* _What is being asked_: Retyping all the entries exactly is the whole task.

##### Records provided

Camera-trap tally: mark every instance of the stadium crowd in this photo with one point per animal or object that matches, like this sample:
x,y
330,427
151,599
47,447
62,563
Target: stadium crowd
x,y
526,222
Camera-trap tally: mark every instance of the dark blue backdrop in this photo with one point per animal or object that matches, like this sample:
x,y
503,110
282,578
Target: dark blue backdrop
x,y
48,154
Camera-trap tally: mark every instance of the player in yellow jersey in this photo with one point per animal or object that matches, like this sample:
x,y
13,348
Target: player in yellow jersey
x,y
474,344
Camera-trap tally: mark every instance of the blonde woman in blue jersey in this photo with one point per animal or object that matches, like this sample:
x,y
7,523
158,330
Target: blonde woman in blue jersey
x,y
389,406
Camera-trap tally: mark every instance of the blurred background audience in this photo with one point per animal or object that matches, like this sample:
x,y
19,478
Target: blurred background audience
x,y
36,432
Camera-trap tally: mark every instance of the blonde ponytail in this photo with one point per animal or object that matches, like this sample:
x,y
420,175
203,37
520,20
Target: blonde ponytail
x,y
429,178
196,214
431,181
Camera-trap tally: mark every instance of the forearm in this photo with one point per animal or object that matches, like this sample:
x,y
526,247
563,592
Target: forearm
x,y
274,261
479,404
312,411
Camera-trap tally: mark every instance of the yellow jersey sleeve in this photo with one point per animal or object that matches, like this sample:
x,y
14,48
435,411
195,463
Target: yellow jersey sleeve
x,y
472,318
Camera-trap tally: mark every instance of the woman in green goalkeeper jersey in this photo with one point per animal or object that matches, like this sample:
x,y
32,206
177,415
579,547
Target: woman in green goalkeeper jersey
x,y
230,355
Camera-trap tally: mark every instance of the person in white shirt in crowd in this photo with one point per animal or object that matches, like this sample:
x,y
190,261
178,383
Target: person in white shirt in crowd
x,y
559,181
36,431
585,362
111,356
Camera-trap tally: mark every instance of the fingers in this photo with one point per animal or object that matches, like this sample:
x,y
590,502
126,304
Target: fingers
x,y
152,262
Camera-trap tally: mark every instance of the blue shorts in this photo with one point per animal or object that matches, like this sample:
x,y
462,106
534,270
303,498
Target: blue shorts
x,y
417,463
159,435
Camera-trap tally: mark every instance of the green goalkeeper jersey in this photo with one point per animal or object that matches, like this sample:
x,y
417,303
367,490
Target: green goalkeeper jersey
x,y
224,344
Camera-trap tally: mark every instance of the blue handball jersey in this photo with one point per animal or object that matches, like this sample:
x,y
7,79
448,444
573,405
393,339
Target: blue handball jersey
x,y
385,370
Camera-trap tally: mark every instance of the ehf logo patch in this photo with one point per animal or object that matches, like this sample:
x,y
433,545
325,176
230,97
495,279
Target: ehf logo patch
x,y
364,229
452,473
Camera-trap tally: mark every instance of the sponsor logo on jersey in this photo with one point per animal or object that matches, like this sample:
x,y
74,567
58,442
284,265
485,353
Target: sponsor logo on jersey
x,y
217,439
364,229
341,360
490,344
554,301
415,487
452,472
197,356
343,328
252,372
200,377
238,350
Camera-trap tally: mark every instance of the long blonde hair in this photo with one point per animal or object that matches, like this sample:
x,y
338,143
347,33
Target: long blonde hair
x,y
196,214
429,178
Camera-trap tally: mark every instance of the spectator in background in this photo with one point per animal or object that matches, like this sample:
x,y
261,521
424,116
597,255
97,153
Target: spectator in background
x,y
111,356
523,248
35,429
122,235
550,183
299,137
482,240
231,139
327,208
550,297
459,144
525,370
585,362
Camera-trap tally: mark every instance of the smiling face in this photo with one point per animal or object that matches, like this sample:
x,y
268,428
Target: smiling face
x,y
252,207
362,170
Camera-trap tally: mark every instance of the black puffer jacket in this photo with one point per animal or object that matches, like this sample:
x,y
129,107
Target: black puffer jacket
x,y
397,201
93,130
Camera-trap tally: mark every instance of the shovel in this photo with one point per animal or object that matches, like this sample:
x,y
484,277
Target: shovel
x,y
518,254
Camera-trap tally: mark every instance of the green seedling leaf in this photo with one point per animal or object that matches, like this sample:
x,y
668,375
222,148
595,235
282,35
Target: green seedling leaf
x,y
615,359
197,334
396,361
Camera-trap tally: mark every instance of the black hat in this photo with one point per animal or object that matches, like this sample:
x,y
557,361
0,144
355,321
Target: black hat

##########

* _Result below_:
Camera-trap tally: mark every instance of the stadium crowd in this photo with one point per animal or object that matches, like this sample:
x,y
330,427
151,599
47,447
62,563
Target: stadium crowd
x,y
526,222
Camera-trap tally: mark every instance of the dark blue backdrop in this photo with one point per animal or object that matches, like this sample:
x,y
503,110
282,578
Target: dark blue backdrop
x,y
48,154
Camera-trap tally: mark every instance of the player in yellow jersey in this photo with one point per animal or object that matches, like this sample:
x,y
13,348
Target: player in yellow jersey
x,y
474,344
Camera-trap tally: mark every instance of the blonde woman in blue jersey in this photo with one point per animal or object that matches, like this sample:
x,y
7,523
158,330
Target: blonde woman in blue jersey
x,y
389,406
Camera-trap tally: mark every instance of the blurred background audience in this photo with one point per animal or object that matches, like this sample:
x,y
19,478
Target: blurred background audience
x,y
36,432
Camera-trap tally: mark every instance of the blonde ponytail in this photo with one point per animal or object that matches, like this sample:
x,y
420,175
203,37
520,20
Target: blonde ponytail
x,y
429,178
196,214
431,181
Camera-trap tally: mark every instance of the forearm in this photo with one point per animal or object that matches, like this sample:
x,y
526,247
563,592
Target: forearm
x,y
274,261
479,404
312,411
Camera-trap tally: mark every instance of the yellow jersey sleeve in this photo with one point per animal or object that matches, like this sample:
x,y
14,48
435,411
195,463
Target: yellow jersey sleeve
x,y
472,318
Camera-trap tally: mark every instance of the woman in green goalkeeper jersey in this photo with one point per animal or object that matches, like this sample:
x,y
32,206
177,415
579,547
Target: woman in green goalkeeper jersey
x,y
230,355
Camera-trap tally: mark every instance of the person in white shirt in crowd in this photo with one point per animal or object that matches, like this sample:
x,y
190,261
178,383
Target: person in white shirt in crowd
x,y
559,181
36,431
585,362
111,356
Camera-trap tally: mark every instance of the fingers in this photo with one point per animal or object that matches, like this sample:
x,y
590,502
126,304
Target: fingers
x,y
152,262
Camera-trap tally: mark every instance of the blue shorts in this photo with one point per animal or object that matches, like this sample:
x,y
462,106
534,270
303,498
Target: blue shorts
x,y
417,463
159,435
Camera-trap tally: mark every instance of the green goalkeeper jersey in this photo with one point per animal or object that matches, like this sample:
x,y
417,303
367,490
Target: green goalkeeper jersey
x,y
224,344
Camera-trap tally: mark every instance of the blue handball jersey in this photo with one point per animal or object that matches, like this sample:
x,y
7,79
448,444
573,405
393,339
Target: blue handball jersey
x,y
385,370
Camera-trap tally: mark every instance of the ehf logo patch in this photo with one point per animal or object that matches, like this sample:
x,y
433,545
325,176
230,97
495,279
Target: ehf logo patch
x,y
364,229
452,473
Camera-trap tally: mark every instance of the sponsor logo on jersey in this photo with one point per animal or object that matches, like this sample:
x,y
74,567
58,442
284,265
485,353
Target: sponsor logo on jersey
x,y
217,439
364,229
341,360
490,344
554,301
415,487
452,472
197,356
343,328
252,372
200,377
238,350
Camera-trap tally: mark every instance of the long blonde hair in this photo with one point per animal or object that matches, like this sample:
x,y
338,143
347,33
Target: long blonde hair
x,y
196,214
429,178
Camera-trap tally: mark every instance of the spectator in background in this photo with one point per animal or object that matches, like this sample:
x,y
261,521
424,116
597,255
97,153
Target: spectator in background
x,y
111,356
523,248
35,429
122,235
550,183
299,137
482,240
231,139
327,208
550,297
459,144
525,370
585,362
Camera-trap tally: mark every instance of the smiling face in this photo with one point per animal or object that matches, like this sample:
x,y
268,428
Target: smiling face
x,y
252,207
362,170
Camera-trap tally: mark every instance of the black puffer jacket in this photo with one point per animal or object that matches, like this sample:
x,y
129,107
Target: black puffer jacket
x,y
397,201
93,130
Camera-trap tally: mark every instance of the shovel in this photo with one point per animal or object that matches, like this sample:
x,y
484,277
Target: shovel
x,y
518,254
Camera-trap tally: mark every instance of the green seedling leaf in this photo with one point per animal or object that matches, like this sample:
x,y
668,375
222,148
595,235
282,35
Target: green seedling leaf
x,y
615,359
197,334
396,361
Camera-trap tally: mark every instance of the black hat in this photo with one point per animal or object that matches, like this sample:
x,y
557,361
0,144
355,321
Target: black hat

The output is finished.